▸ The problem: Quote the records below in full, exactly as given, with the images taken out.

---------- Data extract ----------

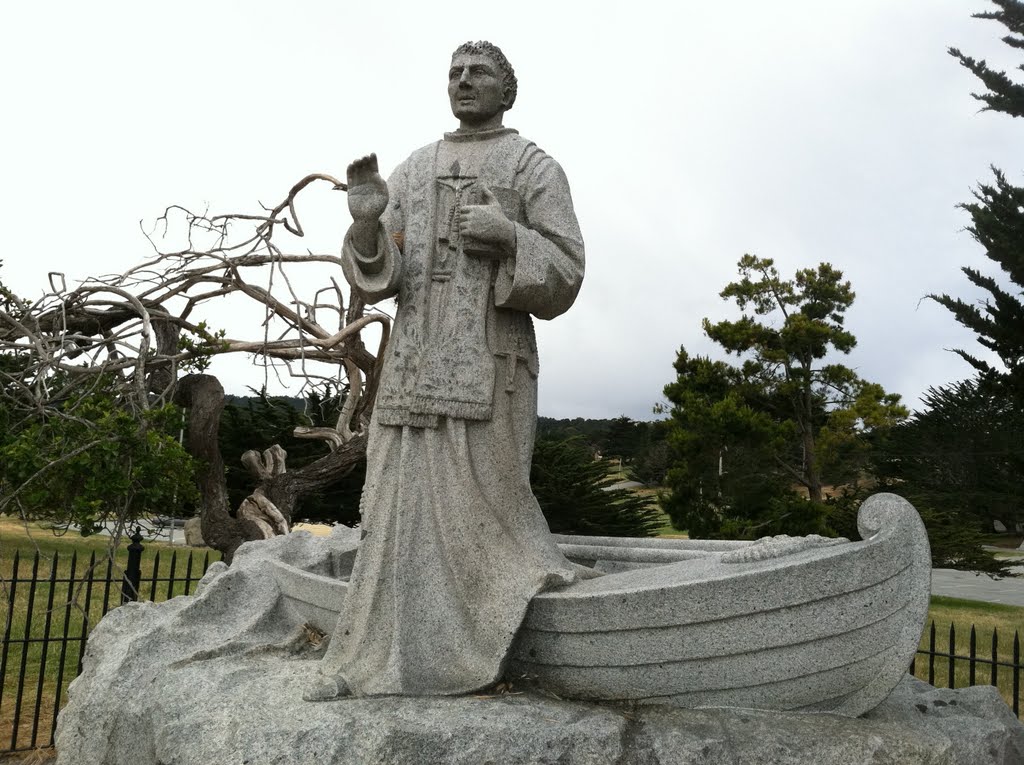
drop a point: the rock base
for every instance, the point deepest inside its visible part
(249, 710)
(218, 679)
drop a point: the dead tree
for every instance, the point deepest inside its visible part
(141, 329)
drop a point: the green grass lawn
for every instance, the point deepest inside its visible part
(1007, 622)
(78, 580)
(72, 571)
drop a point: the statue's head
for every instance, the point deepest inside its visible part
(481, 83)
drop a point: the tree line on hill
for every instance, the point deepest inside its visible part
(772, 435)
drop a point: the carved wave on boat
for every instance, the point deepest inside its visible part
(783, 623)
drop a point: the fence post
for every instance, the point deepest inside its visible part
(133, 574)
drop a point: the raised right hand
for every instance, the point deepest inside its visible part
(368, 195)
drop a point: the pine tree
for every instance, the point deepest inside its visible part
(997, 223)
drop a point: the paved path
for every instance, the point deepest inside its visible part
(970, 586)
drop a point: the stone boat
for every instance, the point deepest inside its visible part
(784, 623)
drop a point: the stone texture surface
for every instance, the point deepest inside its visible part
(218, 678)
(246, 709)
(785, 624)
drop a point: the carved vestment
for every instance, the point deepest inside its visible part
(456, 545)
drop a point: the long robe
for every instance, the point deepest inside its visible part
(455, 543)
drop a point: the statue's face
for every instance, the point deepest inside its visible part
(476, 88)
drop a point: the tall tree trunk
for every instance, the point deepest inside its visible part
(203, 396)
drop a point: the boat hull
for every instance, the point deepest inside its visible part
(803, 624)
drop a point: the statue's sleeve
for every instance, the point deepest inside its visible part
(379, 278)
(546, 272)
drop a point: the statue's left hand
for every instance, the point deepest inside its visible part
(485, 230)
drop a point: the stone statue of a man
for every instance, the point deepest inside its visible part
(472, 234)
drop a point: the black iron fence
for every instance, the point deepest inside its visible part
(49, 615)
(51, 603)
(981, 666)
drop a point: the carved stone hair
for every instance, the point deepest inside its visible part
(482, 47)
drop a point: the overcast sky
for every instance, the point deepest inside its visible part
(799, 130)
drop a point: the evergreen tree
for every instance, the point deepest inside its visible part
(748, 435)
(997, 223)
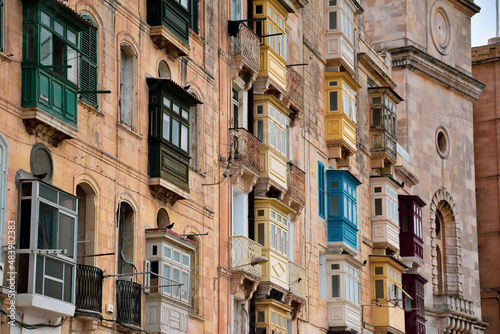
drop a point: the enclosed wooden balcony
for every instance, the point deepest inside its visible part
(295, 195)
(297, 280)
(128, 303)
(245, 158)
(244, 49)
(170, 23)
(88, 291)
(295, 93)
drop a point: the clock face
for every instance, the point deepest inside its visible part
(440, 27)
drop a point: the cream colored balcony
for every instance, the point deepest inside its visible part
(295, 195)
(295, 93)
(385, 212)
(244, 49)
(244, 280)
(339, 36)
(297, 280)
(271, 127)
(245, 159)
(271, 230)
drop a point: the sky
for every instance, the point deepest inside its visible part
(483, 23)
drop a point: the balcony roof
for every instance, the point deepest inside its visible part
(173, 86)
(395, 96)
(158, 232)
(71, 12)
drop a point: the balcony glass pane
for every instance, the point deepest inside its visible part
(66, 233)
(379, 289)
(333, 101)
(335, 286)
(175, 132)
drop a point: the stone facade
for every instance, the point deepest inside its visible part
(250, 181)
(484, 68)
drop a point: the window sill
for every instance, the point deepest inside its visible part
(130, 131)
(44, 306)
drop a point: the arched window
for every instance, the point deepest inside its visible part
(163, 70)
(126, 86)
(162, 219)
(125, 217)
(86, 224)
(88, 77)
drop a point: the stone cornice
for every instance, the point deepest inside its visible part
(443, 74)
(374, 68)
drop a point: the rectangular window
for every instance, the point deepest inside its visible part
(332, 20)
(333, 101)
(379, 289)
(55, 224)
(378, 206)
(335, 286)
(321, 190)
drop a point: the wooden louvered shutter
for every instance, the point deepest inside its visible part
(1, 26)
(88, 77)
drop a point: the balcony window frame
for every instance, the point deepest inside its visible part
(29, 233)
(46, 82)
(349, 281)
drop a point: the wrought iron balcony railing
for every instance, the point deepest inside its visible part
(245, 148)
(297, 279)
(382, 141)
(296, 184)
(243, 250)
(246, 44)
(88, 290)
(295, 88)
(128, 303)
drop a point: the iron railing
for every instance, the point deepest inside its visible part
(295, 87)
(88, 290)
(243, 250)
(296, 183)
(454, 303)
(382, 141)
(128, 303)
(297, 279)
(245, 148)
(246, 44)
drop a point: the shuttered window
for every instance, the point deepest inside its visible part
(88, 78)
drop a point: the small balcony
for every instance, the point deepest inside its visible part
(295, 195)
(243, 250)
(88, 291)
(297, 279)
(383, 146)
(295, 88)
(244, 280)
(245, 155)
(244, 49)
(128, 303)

----------

▸ The output:
drop a point: the rock base
for every instance, the point deepest inside its visible part
(249, 710)
(218, 679)
drop a point: the dead tree
for every instance, the point deepest inside its visible part
(141, 329)
drop a point: the green grass lawn
for every instance, the point deepest inside its visible part
(1007, 622)
(78, 580)
(72, 571)
drop a point: the statue's head
for every instance, the point deepest inside its visible part
(481, 83)
drop a point: the tree line on hill
for every instance, the point deepest inside its visible part
(772, 435)
drop a point: the carved wave on boat
for every instance, the point deepest inside its visible part
(783, 623)
drop a point: the fence post
for every instance, the point deepest inside its visible part
(133, 574)
drop a point: the raised right hand
for every instance, the point deepest inside its visible part
(368, 195)
drop a point: the pine tree
for every instance, the point deepest inside its visible part
(997, 223)
drop a point: the paved path
for every instance, the point deepest inside its visible part
(970, 586)
drop a point: the stone boat
for every instance, the point deepest inside its visible part
(784, 623)
drop a point: the stone texture surface
for every instance, the point deepest inside its visible part
(218, 678)
(246, 709)
(785, 624)
drop a point: the carved vestment
for every instance, the point deepest inside its visible part
(456, 545)
drop a point: the long robe
for every instance, the point deepest inside its visible part
(455, 543)
drop a point: the statue's face
for every instance, the point deepest inside its visible part
(476, 88)
drop a point: the tall tree trunk
for every instance, the point deepest inside its visible part
(203, 396)
drop a point: the boat hull
for every instance, the point deepest inside its visible part
(803, 624)
drop a point: the statue's sleeve
for every instance, the point deepest inside its visible part
(379, 278)
(546, 272)
drop a point: the statue's left hand
for every instance, the point deepest inside its visible part
(485, 230)
drop a point: the stone statue of a man
for every instance, the point deepest inside its visible part
(472, 234)
drop a point: the black iron fence
for every instance, the point deepest inside its visible part
(49, 615)
(51, 603)
(981, 666)
drop a point: the carved stone hair
for every instance, the point deepest inside its visible part
(482, 47)
drop a point: the overcast sky
for every instance, the point deepest inside its visible part
(799, 130)
drop a point: the evergreen tree
for every instance, the point deepest inside its visible part
(748, 435)
(997, 223)
drop a point: the enclosed wooden balcony
for every instance, the point deepest inside its visible part
(295, 195)
(297, 280)
(128, 303)
(245, 158)
(244, 49)
(170, 23)
(88, 291)
(295, 93)
drop a point: the clock face
for every instance, the point deepest inside its visible part
(440, 27)
drop a point: the cream colored balcony
for every instance, the point deepest inside its visible part
(295, 195)
(295, 93)
(385, 212)
(244, 49)
(244, 280)
(339, 36)
(297, 280)
(271, 127)
(245, 159)
(271, 230)
drop a point: the sky
for every instance, the point deepest inside its visible part
(483, 23)
drop a point: the balcony roof
for every instance, the point deepest inside its visible part
(173, 86)
(395, 96)
(158, 232)
(71, 12)
drop a point: the balcony glass pane
for every instance, the point deepest inside its visible part
(66, 233)
(379, 289)
(333, 101)
(335, 286)
(175, 132)
drop a point: the stone facade
for every instance, the point deepest inside its visible part
(250, 181)
(484, 68)
drop a point: the window sill
for every instance, the point deepest inside its visible part
(130, 131)
(44, 306)
drop a point: the arched window
for every instance, the point deepest inside its visible part
(163, 70)
(126, 86)
(162, 219)
(125, 217)
(86, 224)
(88, 77)
drop a point: the stone cornice
for every instance, the point deepest inside its visible part
(443, 74)
(374, 68)
drop a point: the rectangular window
for every instance, the point deepest inside its visible part
(332, 20)
(333, 101)
(379, 289)
(55, 224)
(378, 206)
(335, 286)
(321, 190)
drop a point: the wooden louvered shutter
for every instance, the point deepest inside its visible part
(1, 26)
(88, 77)
drop a point: the balcony window frame
for every instance, the point deepest inside its visible part
(29, 233)
(46, 82)
(349, 281)
drop a point: the wrought iron balcony railing
for every instance, the point deepest inside its visible part
(245, 148)
(297, 279)
(382, 141)
(296, 184)
(243, 250)
(246, 44)
(88, 290)
(295, 88)
(128, 303)
drop a point: the iron railing
for every instance, the point deepest inside its visible part
(295, 87)
(88, 290)
(243, 250)
(296, 183)
(454, 303)
(382, 141)
(128, 303)
(297, 279)
(245, 148)
(246, 44)
drop a point: the shuttered window
for every instance, the point deepest inside its visible part
(88, 78)
drop a point: the small balcony
for every instance, the point deepest inside its visible part
(295, 195)
(243, 250)
(88, 291)
(297, 279)
(383, 146)
(295, 88)
(244, 280)
(245, 155)
(244, 49)
(128, 303)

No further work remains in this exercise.